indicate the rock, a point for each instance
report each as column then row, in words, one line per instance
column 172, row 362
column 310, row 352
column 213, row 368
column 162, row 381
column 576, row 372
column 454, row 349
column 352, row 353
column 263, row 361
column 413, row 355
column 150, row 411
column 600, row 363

## Exercise task
Rewrite the records with "rock" replaced by "boulder", leaving everything else unchanged.

## Result of the exercise
indicate the boulder, a point for each instance
report each as column then row, in words, one line per instance
column 172, row 362
column 310, row 352
column 213, row 368
column 162, row 381
column 576, row 372
column 454, row 349
column 352, row 353
column 263, row 361
column 413, row 355
column 150, row 411
column 600, row 363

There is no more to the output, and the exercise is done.